» **To do**: The output must be the data, printed exactly as written.

Input data below:

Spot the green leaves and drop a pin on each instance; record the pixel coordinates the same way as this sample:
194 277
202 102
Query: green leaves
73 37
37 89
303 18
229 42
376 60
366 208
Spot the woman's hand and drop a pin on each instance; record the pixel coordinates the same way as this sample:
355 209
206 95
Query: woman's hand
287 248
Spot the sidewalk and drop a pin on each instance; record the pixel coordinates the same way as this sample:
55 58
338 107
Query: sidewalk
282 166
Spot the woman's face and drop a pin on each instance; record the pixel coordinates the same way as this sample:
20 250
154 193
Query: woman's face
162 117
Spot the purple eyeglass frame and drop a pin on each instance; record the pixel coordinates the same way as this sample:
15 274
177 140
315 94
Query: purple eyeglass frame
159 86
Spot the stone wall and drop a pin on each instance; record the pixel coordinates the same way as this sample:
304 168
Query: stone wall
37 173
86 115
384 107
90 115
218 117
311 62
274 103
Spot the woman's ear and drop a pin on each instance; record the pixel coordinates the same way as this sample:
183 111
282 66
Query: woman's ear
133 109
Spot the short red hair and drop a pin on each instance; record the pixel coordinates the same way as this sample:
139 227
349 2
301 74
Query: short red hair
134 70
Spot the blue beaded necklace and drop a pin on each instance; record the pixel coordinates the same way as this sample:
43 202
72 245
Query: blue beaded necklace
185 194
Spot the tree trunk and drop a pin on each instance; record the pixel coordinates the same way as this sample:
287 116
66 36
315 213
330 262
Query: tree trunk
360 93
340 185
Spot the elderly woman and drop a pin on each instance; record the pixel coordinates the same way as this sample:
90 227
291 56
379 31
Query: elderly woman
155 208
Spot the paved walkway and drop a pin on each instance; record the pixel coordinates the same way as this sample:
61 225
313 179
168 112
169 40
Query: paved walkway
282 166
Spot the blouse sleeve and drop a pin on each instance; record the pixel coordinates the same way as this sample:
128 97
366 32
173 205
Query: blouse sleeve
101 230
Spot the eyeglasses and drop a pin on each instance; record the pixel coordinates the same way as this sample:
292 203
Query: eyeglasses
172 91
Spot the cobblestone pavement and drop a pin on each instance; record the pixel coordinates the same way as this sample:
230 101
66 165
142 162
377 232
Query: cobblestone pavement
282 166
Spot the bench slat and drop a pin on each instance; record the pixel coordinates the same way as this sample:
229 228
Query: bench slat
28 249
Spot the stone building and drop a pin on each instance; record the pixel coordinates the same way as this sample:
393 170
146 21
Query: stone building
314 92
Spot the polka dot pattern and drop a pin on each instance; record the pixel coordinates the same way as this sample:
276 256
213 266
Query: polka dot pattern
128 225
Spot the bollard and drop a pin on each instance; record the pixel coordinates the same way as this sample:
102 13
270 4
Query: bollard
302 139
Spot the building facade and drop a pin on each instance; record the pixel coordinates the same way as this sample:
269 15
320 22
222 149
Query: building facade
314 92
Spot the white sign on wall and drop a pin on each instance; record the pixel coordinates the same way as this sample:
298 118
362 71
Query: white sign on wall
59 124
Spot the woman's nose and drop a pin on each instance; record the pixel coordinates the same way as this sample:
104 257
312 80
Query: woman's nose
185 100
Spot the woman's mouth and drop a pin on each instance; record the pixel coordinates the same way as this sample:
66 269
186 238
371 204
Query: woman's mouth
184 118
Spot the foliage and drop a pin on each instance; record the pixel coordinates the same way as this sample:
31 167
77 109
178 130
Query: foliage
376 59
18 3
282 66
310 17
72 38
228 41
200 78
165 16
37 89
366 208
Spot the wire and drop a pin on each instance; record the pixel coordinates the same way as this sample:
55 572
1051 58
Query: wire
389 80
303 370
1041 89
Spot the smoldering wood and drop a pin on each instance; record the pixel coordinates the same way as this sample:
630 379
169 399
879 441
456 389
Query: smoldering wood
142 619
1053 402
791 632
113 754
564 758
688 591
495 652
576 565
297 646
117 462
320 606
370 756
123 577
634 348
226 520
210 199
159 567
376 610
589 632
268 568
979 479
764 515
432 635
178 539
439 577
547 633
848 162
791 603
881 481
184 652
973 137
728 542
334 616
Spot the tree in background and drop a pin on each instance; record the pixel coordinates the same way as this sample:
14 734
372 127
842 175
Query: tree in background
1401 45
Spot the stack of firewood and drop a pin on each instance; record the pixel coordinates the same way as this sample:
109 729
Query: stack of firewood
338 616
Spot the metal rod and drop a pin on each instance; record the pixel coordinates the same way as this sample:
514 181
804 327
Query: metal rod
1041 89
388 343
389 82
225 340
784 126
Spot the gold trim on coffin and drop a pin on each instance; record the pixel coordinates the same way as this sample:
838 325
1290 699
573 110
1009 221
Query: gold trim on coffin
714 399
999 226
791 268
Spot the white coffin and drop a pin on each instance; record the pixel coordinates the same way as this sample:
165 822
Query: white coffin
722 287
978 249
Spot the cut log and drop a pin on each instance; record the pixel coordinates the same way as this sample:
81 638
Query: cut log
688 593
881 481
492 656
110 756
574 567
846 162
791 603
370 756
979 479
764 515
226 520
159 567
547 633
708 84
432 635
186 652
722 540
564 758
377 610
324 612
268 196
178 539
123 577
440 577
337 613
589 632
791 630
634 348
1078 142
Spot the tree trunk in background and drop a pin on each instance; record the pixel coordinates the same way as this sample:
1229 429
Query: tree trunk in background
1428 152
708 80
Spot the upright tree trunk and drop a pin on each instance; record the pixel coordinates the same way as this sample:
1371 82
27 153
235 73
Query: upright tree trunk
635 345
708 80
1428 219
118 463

End of Input data.

» **Result of this task**:
Spot the green leaves and drop a pin on each instance; record the pixel coordinates the same way as this sample:
194 277
202 102
Query: green leaves
73 37
37 89
303 18
229 42
376 60
366 208
Spot the woman's hand and drop a pin on each instance; record the pixel coordinates the same way as this sample:
355 209
206 95
Query: woman's hand
287 248
Spot the sidewalk and drop a pin on each instance; record the pixel coordinates the same way as this sample:
55 58
338 107
Query: sidewalk
282 166
Spot the woman's face and drop a pin on each instance; record the pixel coordinates the same way as this sample:
20 250
154 193
Query: woman's face
162 117
Spot the purple eyeglass frame and drop a pin on each instance; record the pixel coordinates the same way as this sample:
15 274
177 140
315 94
Query: purple eyeglass frame
159 86
Spot the stone wall and drop a pin on each instance; record the pixel coordinates the same way as this sample:
304 168
Query: stone wall
37 173
86 115
384 107
90 115
218 117
311 62
274 103
Spot the woman's ear and drop a pin on each instance; record the pixel coordinates the same way as this sample:
183 111
282 66
Query: woman's ear
133 109
Spot the short red hair and drop a pin on each instance; record the pixel coordinates the same way as this sample:
139 227
349 2
301 74
Query: short red hair
134 70
Spot the blue beaded necklace and drop a pin on each instance; record the pixel coordinates the same way as this sample:
43 202
72 245
Query: blue beaded necklace
185 194
Spot the tree trunk and drop a pin on each instance; record the pixel coordinates the same way as this sample:
287 116
66 36
315 213
330 262
Query: tree trunk
360 93
340 185
Spot the elderly woman and drop a pin on each instance; record the pixel coordinates the same way as this sample:
90 227
291 56
379 31
Query: elderly woman
155 208
Spot the paved walkway and drop a pin on each instance; record the pixel coordinates the same way as this sample:
61 225
313 179
168 112
169 40
Query: paved walkway
282 166
Spot the blouse sleeve and drop a pin on each instance; record the pixel coordinates the same way as this sample:
128 97
366 32
173 205
Query: blouse sleeve
101 230
Spot the eyeglasses and drop a pin on each instance; record the pixel coordinates the same way as this sample:
292 203
Query: eyeglasses
172 91
Spot the cobblestone pavement and drop a pin on each instance; record the pixel coordinates the same way as this sample:
230 101
66 165
142 162
377 232
Query: cobblestone pavement
282 166
Spot the bench slat and drop a pin on each instance; record the pixel coordinates the same way as this sample:
229 228
Query: bench slat
28 249
Spot the stone building and drop a pin on each instance; record the pixel coordinates the same way as this sample:
393 170
146 21
Query: stone building
314 92
Spot the polka dot pattern and drop a pin on each instance; record the pixel coordinates the same way as this sample:
276 256
213 266
Query: polka dot pattern
128 225
Spot the bollard and drop a pin on each instance; record the pixel coordinates the same way as this sample:
102 13
270 4
Query: bollard
302 139
Spot the building facade and drop a pin on each instance; record the pixel coordinates the same way as this sample:
269 15
320 22
222 149
Query: building facade
314 92
Spot the white sign on wall and drop a pin on each instance; record the pixel coordinates the same way as this sample:
298 118
362 71
Query: white sign on wall
59 124
Spot the woman's nose and drop a pin on each instance; record the pixel coordinates the same way as this sample:
104 257
312 80
Query: woman's nose
185 100
Spot the woman's mouth and drop a pin on each instance; record the pixel coordinates the same way as this sample:
66 269
186 238
371 204
Query: woman's mouth
184 118
Spot the foliage and drop a pin on each instance; record the pixel coordinates the same way as this sample:
31 167
77 109
178 130
Query: foliage
376 59
18 3
282 66
310 17
72 38
228 41
200 78
165 16
37 89
366 208
Spot the wire and drop a pin on each instance; record the pixel coordinates the same way as this sample:
55 572
1051 58
Query: wire
389 80
303 370
1041 89
Spot the smoldering wood and drop a pin on each instance; record the pixel coordinates the same way as this sample:
630 379
169 399
879 441
456 389
Query: smoldering wood
142 619
1053 402
791 632
113 754
564 758
688 591
495 652
576 565
297 646
117 462
320 606
370 756
123 577
634 348
226 520
210 199
159 567
376 610
589 632
268 568
979 479
764 515
432 635
178 539
439 577
547 633
848 162
791 603
881 481
184 652
973 137
728 542
334 616
Spot the tree in background and drop a pin on each instance; record the pixel coordinates the same way as this sample:
14 734
372 127
842 175
Query: tree in background
1401 45
Spot the stack of firewood and drop a pin on each instance; record the pixel coordinates the same way as this sample:
109 729
Query: stack of firewood
338 616
Spot the metal rod and drop a pin on each instance; record the pixel coordinates the same way as this sample:
514 181
804 327
Query: metal rod
1041 89
388 343
389 82
225 340
784 126
Spot the gold trim on coffin and drop a pin on each instance; record the pixel coordinates the same way as this sample:
838 325
1290 699
573 110
1009 221
Query: gold trim on coffin
714 399
999 226
791 268
Spot the white coffin and drop a pin on each instance; record the pixel coordinates the same way as this sample:
165 822
Query: white coffin
722 287
978 249
Spot the cut log and drop a pin on each instance; record the pixel coordinates the same way as this sample:
81 638
Query: cut log
688 593
881 481
492 656
110 756
574 567
846 162
791 603
370 756
979 479
764 515
226 520
159 567
547 633
708 84
432 635
186 652
722 540
564 758
377 610
324 612
268 196
178 539
123 577
440 577
337 613
589 632
791 630
634 348
1078 142
Spot the tree trunk in background and drop a pin on each instance; record the pixel coordinates the same way as this sample:
1229 429
Query: tree trunk in background
1428 152
708 80
Spot the upright tree trunk and drop a pin on each instance; record the pixel coordinates the same way as this sample:
1371 82
27 153
235 73
Query: upright tree trunk
635 345
708 80
1428 219
118 463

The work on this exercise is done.